### Exercise directions
Write out exactly the lines that run from the one containing "Need: one point" to the end of the entries below, with both end lines included.

### Given records
====
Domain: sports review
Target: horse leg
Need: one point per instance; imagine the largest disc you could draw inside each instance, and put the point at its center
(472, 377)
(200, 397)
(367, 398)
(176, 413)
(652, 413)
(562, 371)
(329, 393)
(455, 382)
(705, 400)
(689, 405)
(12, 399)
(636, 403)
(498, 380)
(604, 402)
====
### Solution
Need: one point per instance; imagine the largest disc you could draw inside each instance, and put the point at its center
(472, 377)
(200, 397)
(367, 398)
(176, 413)
(652, 413)
(562, 371)
(329, 393)
(455, 382)
(705, 400)
(689, 405)
(12, 399)
(636, 403)
(498, 380)
(604, 402)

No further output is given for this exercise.